-- start of Material to process --

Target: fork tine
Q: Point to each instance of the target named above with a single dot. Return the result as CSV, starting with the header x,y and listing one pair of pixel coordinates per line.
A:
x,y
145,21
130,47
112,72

-- end of Material to process --

▶ **What the task requires**
Copy out every line of the records word for word.

▶ **Output below**
Target: fork tine
Q: Point to each instance of the target named above with a single dot. Return the result as CSV, starting with the header x,y and listing one pair of pixel coordinates per line.
A:
x,y
145,21
130,47
112,72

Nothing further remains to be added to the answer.